> _PASSAGE_
Date Fri, 08 Feb 2013 19:52:24 GMT
Hi Phil,

Le 08/02/2013 15:20, Phil Steitz a écrit :
> On 2/8/13 12:04 AM, Luc Maisonobe wrote:
>> Le 08/02/2013 03:21, Konstantin Berlin a écrit :
>>> Sorry, but not of this is making sense to me. We had a long discussion
>>> about how the library doesn't test for large scale problem
>>> performance. A lot of algorithms probably do not scale well as the
>>> result. There was talk of dropping sparse support in linear algebra.
>>> So instead of fixing that, you jump to parallelization, which is
>>> needed only for large scale problems, which this library does not
>>> handle well even in single thread right now.
>>> The most significant impact you can have is fixing the linear algebra
>>> component.
>> I agree with this. Also in order to avoid spreading our attention too
>> much on keeping several branches in sync, I would suggest to not create
>> a new component but directly decide we will not support Java 5 anymore
>> as of Apache Commons Math 4.0, so people can progressively use the new
>> features of the language and experiment directly on the trunk.
> Actually, to get anything, you would need to bump to 1.7, abandoning
> 1.6 as well.

I did not knew that. I don't know yet the Java 7 specificities, as the
projects I deal with are stuck to Java 6 at most.

> That would effectively mean abandoning a large segment
> (likely the majority) of the user base.  I would not like to do
> that.

I agree with this, Java 6 is important for now (but of course it will
not be true anymore in a few years). So I veto my own proposal.

> So if we don't have the energy to maintain two lines, I would
> say hold off requiring Java 7 until we have stabilized the API and
> fixed things like above.

Then I think Gilles proposal to have an experimental version is the best
way to go. This could be done exactly as was done for the BSP trees: a
sandbox component is started (Gilles can do that as any commons
committer can start a new sandbox component) and experiment with Java 7
for some parallel algorithms (which may duplicate algorithms already in
[math] or be totally different and even address other use cases).

The decision about merging [math-MT] and [math] later on can be
postponed until the component is mature enough. If we decide to merge
them, it will be a new major version that could require Java 7. If we
decide not to merge, the Java version used for [math] would be
independent (but could also be Java 7 due to other needs that may arise).

This does not mean we ignore large scale problems, it simply means we
also explore the way Gilles suggest.

> _COLLECTED MATERIAL_
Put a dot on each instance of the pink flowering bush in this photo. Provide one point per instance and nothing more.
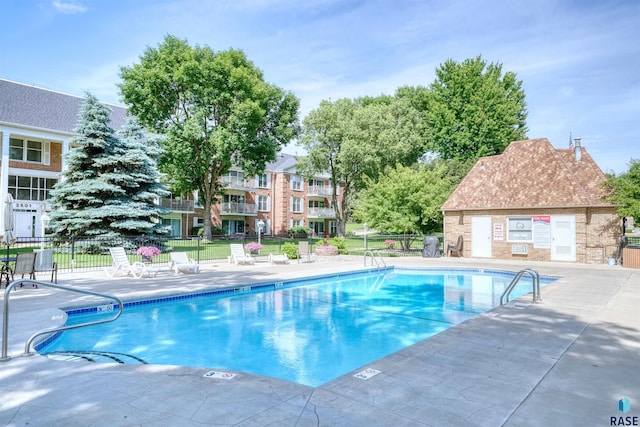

> _EXERCISE 1_
Decide whether each statement agrees with the email. Answer yes or no and quote the words that decide it: (a) The writer's own projects already use Java 7. (b) Any commons committer can start a new sandbox component. (c) The decision on merging [math-MT] and [math] can wait until the component is mature enough.
> _EXERCISE 2_
Reproduce the email word for word, starting at "Date Fri, 08" and ending at "thread right now.".

> _WRITTEN RESPONSE 1_
(a) No: "the projects I deal with are stuck to Java 6 at most."
(b) Yes: "any commons committer can start a new sandbox component"
(c) Yes: "The decision about merging [math-MT] and [math] later on can be postponed until the component is mature enough."

> _WRITTEN RESPONSE 2_
Date Fri, 08 Feb 2013 19:52:24 GMT
Hi Phil,

Le 08/02/2013 15:20, Phil Steitz a écrit :
> On 2/8/13 12:04 AM, Luc Maisonobe wrote:
>> Le 08/02/2013 03:21, Konstantin Berlin a écrit :
>>> Sorry, but not of this is making sense to me. We had a long discussion
>>> about how the library doesn't test for large scale problem
>>> performance. A lot of algorithms probably do not scale well as the
>>> result. There was talk of dropping sparse support in linear algebra.
>>> So instead of fixing that, you jump to parallelization, which is
>>> needed only for large scale problems, which this library does not
>>> handle well even in single thread right now.